Smart contact lens to combat eye deficiencies
Source: imec

Smart contact lens to combat eye deficiencies

Imec and CMST (an imec-affiliated research group at Ghent University), together with their partners the Instituto de Investigación Sanitaria Fundación Jiménez Díaz (Madrid, Spain) and Holst Centre (an open innovation initiative from imec and TNO, the Netherlands) presented an artificial iris embedded in a smart contact lens.

The iris aperture is tunable through concentric rings on an integrated liquid crystal display (LCD). The smart contact lens is designed to operate for an entire day thanks to an ultra-low power design, offering a practical solution for people who suffer from human eye iris deficiencies like aniridia, high order aberrations like keratoconus, and light sensitivity or photophobia. The first performance assessment of the artificial iris is reported in Scientific Reports from Nature, demonstrating its potential to expand the visual sharpness, decrease optical aberrations and reduce the amount of light entering the eye in a dynamic manner. The prototype will be further developed into a medical device within the framework of the spin-off incubation initiative Azalea Vision, from imec and Ghent University.

The human iris controls the pupil size in response to light, hence regulating the amount of light that reaches the retina. Patients suffering from human eye iris deficiencies like aniridia, higher order aberrations like keratoconus, and light sensitivity or photophobia, which is highly prevalent in patients with chronic migraine, and Dry-Eye Syndrome (DES) could use this platform inside a contact lens. The prevalence for these groups adds up to more than 20 million patients. Current solutions such as contact lenses with a fixed iris, artificial iris implants or glasses with variable transparency, do not entirely mimic the normal functionality of the iris. For example, they do not affect the depth-of-focus, hence impeding a sharp vision. The artificial iris lens is capable of dynamically changing the pupil size, bringing back two levels of functionality of the eye, being light adaptation and expanded depth-of-focus.

(Photo-based referring expression data)
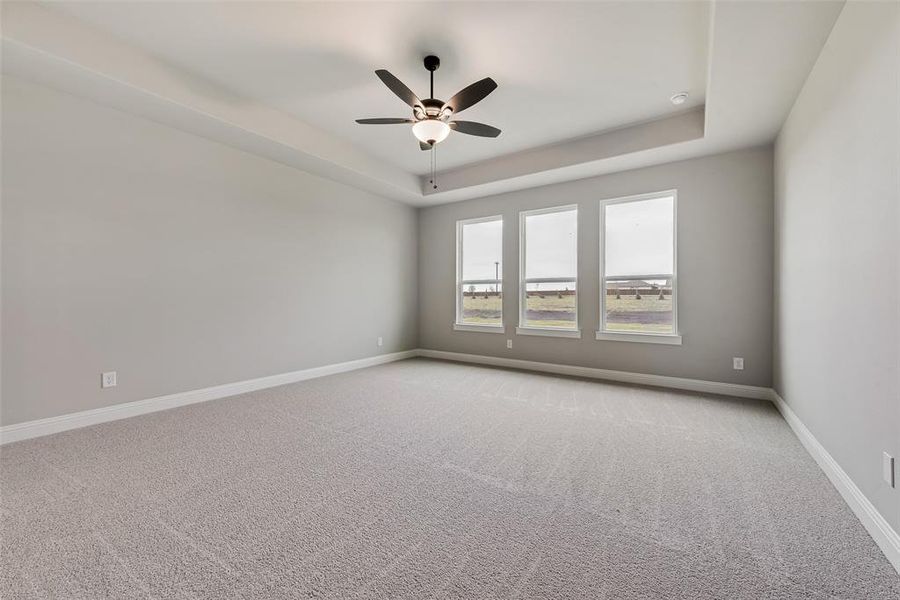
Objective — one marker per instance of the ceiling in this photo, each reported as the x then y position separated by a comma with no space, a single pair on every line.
583,87
564,70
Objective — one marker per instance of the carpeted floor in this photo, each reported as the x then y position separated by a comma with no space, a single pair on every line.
426,479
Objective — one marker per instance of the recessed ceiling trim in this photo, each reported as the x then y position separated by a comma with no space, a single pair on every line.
535,167
52,49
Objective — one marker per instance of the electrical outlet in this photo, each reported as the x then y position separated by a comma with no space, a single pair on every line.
887,468
108,379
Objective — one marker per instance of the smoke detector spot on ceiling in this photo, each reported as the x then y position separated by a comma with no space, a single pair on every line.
679,98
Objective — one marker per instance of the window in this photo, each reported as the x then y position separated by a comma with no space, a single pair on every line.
548,247
479,262
637,269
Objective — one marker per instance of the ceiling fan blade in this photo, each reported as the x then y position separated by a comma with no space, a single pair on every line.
470,95
398,87
387,121
473,128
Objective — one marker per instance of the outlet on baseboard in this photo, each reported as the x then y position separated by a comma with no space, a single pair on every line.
108,379
887,468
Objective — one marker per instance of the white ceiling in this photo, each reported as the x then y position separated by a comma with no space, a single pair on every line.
578,82
564,70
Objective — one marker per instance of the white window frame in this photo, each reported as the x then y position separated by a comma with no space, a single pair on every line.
523,329
458,323
673,338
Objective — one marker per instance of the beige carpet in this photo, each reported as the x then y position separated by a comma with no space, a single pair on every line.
426,479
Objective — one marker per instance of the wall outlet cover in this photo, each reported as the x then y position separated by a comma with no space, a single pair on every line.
887,468
108,379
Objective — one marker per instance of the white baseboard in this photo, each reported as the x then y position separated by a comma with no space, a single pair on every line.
880,530
680,383
40,427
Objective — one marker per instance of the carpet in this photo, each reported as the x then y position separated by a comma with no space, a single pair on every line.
428,479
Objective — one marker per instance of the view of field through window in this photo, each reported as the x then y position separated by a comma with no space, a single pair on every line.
551,263
480,290
639,265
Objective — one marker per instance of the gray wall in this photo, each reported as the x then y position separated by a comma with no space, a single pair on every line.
837,352
178,262
724,271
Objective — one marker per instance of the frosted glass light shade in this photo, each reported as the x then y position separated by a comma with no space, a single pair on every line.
431,131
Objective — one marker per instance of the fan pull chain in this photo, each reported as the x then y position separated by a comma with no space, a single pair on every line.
433,181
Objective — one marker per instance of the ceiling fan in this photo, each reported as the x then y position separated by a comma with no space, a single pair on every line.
432,117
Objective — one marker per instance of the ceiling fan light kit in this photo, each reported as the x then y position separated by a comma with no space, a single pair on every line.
431,122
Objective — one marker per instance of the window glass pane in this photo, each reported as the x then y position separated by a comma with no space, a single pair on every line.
551,265
482,304
640,237
551,244
482,250
479,292
639,305
550,304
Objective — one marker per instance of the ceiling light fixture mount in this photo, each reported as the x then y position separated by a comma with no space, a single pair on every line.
679,98
431,122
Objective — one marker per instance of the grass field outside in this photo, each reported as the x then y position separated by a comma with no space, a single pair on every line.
553,309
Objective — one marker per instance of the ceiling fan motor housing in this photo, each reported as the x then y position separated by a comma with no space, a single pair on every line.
432,63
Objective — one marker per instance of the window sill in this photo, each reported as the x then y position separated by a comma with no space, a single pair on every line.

_Exercise goal:_ Proceed with the article on the artificial iris contact lens, continuing from its final sentence.

_Response:_
Currently the Azalea Vision team is focused on validating this device with patients and volunteers under clinical investigations in order to provide a functional, robust and safe device for diverse eye disorders with light sensitivity and lack of visual sharpness. “By combining our expertise on miniaturized flexible electronics, low-power ASIC design and hybrid integration, we have demonstrated the capacity to develop a solution for people who suffer from iris deficiencies, higher order aberrations and photophobia, a common yet debilitating symptom seen in many neuro-ophthalmic disorders”, says researcher prof. Andrés Vásquez Quintero at imec/UGent. “Our smart contact lens can control the level of incoming light mimicking a human iris and offering a potential solution to vision correction – by expanding depth-of-field with automatic control of pupil size. This way, our approach can surpass current solutions to combat human eye iris deficiencies. Its beneficial optical effects will be further clinically validated and developed into a medical device.”

The artificial iris contact lens:  Left: photograph of the the smart contact...
The artificial iris contact lens: Left: photograph of the the smart contact lens solution; right: top level block diagram of full solution with a 4-ring LCD.
Source: imec

“It is imec’s aim to create added value for the society and bring our research to the market”, said Luc Van den hove, president and CEO of imec. “We are convinced that this artificial iris prototype has all the potential to become a game changer in ophthalmic treatment. Therefore, we have launched an incubation project together with imec.xpand to fully support the team’s ambition to mature and validate the technology and support their efforts to commercialize via a strong business case as a spin-off.”

“The Azalea Vision initiative adds to our longstanding track record of creating spin-off’s in the photonics and microsystems area”, said Rik Van de Walle, rector of Ghent University. “Many of these new companies target important medical problems and several more startup initiatives are in preparation.”